Aim » Write out the records again, changing every "red bauble" to "red ornament" and keeping everything else the same.

Extracted data »

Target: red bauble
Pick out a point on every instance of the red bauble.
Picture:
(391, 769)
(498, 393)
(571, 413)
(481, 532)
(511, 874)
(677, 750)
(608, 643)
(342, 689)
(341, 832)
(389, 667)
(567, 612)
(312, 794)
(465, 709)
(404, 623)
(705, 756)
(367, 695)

Exercise answer »
Target: red ornament
Pick out a point on every instance of the red ornament.
Picture:
(391, 769)
(498, 393)
(571, 413)
(481, 532)
(511, 874)
(677, 750)
(608, 643)
(342, 689)
(341, 832)
(389, 667)
(567, 612)
(312, 794)
(465, 709)
(404, 623)
(705, 756)
(367, 695)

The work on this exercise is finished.